Task description - Render the lines from the first one up to and including the line with "top-left (284, 156), bottom-right (336, 178)" as a Markdown table with the columns Row and Line, numbering each row and omitting blank lines. Leave the pictures out of the table.

-- START OF Material provided --

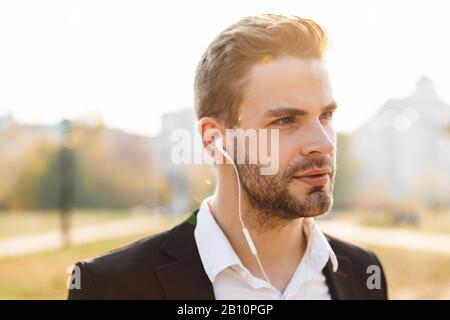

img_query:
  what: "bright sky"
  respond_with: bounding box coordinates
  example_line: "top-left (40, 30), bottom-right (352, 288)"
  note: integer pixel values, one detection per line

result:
top-left (0, 0), bottom-right (450, 135)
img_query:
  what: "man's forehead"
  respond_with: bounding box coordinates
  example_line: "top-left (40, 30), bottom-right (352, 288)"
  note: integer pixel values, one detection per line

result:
top-left (243, 58), bottom-right (333, 109)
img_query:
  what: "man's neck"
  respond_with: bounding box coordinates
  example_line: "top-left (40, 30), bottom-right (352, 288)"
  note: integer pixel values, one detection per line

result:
top-left (209, 188), bottom-right (307, 292)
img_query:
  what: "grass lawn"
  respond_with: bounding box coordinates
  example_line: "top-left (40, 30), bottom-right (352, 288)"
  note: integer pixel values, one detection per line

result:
top-left (0, 209), bottom-right (130, 240)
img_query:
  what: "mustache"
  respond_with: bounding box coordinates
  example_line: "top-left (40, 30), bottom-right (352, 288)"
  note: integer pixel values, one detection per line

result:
top-left (284, 156), bottom-right (336, 178)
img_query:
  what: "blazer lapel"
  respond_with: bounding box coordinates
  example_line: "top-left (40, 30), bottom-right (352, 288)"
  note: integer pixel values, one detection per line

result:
top-left (324, 255), bottom-right (356, 300)
top-left (155, 210), bottom-right (215, 300)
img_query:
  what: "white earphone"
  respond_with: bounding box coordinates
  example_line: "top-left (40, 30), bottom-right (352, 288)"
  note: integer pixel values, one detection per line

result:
top-left (214, 136), bottom-right (272, 285)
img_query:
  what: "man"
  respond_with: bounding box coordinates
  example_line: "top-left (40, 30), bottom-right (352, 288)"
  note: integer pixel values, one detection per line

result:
top-left (69, 15), bottom-right (387, 299)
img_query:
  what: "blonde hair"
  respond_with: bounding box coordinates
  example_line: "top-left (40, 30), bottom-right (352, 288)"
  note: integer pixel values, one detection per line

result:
top-left (194, 14), bottom-right (327, 127)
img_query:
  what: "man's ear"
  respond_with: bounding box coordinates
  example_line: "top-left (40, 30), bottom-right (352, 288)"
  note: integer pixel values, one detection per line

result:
top-left (197, 117), bottom-right (224, 159)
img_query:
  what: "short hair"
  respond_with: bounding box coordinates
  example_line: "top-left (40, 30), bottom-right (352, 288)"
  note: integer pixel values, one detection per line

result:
top-left (194, 14), bottom-right (328, 127)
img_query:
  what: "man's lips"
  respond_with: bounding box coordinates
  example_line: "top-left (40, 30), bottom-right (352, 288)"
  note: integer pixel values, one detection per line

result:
top-left (293, 169), bottom-right (331, 187)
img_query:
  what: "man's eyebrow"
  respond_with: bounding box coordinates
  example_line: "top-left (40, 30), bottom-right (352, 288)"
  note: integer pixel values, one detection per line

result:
top-left (262, 102), bottom-right (337, 118)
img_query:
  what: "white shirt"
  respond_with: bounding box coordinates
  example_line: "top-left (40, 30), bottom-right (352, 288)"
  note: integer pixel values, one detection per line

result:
top-left (194, 197), bottom-right (338, 300)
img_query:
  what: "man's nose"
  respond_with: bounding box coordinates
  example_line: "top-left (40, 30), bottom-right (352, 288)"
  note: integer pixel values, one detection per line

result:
top-left (302, 121), bottom-right (336, 156)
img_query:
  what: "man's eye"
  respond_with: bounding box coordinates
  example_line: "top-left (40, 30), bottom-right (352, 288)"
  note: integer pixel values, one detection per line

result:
top-left (320, 111), bottom-right (333, 120)
top-left (270, 117), bottom-right (295, 126)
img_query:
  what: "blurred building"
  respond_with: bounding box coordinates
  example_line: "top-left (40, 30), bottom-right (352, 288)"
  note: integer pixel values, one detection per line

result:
top-left (351, 77), bottom-right (450, 206)
top-left (152, 108), bottom-right (200, 213)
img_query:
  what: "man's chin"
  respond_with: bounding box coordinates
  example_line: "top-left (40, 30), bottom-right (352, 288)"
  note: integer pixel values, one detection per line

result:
top-left (286, 189), bottom-right (333, 218)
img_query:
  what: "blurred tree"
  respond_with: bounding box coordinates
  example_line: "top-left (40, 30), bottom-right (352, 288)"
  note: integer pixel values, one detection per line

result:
top-left (333, 133), bottom-right (357, 209)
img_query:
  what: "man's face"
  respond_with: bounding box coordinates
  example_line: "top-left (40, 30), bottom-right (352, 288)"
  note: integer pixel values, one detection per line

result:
top-left (238, 57), bottom-right (336, 220)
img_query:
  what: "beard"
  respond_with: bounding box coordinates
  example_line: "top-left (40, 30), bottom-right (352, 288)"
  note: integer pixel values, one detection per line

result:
top-left (237, 156), bottom-right (336, 222)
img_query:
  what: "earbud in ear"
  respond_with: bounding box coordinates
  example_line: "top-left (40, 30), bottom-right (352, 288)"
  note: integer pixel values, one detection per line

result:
top-left (214, 136), bottom-right (234, 163)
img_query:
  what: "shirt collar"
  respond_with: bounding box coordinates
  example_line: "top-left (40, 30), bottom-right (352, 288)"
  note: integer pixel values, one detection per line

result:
top-left (194, 196), bottom-right (338, 282)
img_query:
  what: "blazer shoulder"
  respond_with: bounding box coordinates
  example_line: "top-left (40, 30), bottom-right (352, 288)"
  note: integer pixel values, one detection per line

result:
top-left (326, 235), bottom-right (388, 300)
top-left (68, 226), bottom-right (172, 299)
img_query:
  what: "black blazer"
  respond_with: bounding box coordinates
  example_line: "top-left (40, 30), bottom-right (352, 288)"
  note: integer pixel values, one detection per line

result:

-- END OF Material provided --

Result of this task -
| Row | Line |
|---|---|
| 1 | img_query: |
| 2 |   what: "bright sky" |
| 3 |   respond_with: bounding box coordinates |
| 4 |   example_line: "top-left (40, 30), bottom-right (352, 288)" |
| 5 |   note: integer pixel values, one detection per line |
| 6 | result: |
| 7 | top-left (0, 0), bottom-right (450, 135) |
| 8 | img_query: |
| 9 |   what: "man's forehead" |
| 10 |   respond_with: bounding box coordinates |
| 11 |   example_line: "top-left (40, 30), bottom-right (352, 288)" |
| 12 |   note: integer pixel values, one detection per line |
| 13 | result: |
| 14 | top-left (243, 58), bottom-right (333, 109) |
| 15 | img_query: |
| 16 |   what: "man's neck" |
| 17 |   respond_with: bounding box coordinates |
| 18 |   example_line: "top-left (40, 30), bottom-right (352, 288)" |
| 19 |   note: integer pixel values, one detection per line |
| 20 | result: |
| 21 | top-left (209, 188), bottom-right (307, 292) |
| 22 | img_query: |
| 23 |   what: "grass lawn" |
| 24 |   respond_with: bounding box coordinates |
| 25 |   example_line: "top-left (40, 30), bottom-right (352, 288)" |
| 26 |   note: integer pixel values, one detection per line |
| 27 | result: |
| 28 | top-left (0, 209), bottom-right (130, 240) |
| 29 | img_query: |
| 30 |   what: "mustache" |
| 31 |   respond_with: bounding box coordinates |
| 32 |   example_line: "top-left (40, 30), bottom-right (352, 288)" |
| 33 |   note: integer pixel values, one detection per line |
| 34 | result: |
| 35 | top-left (284, 156), bottom-right (336, 178) |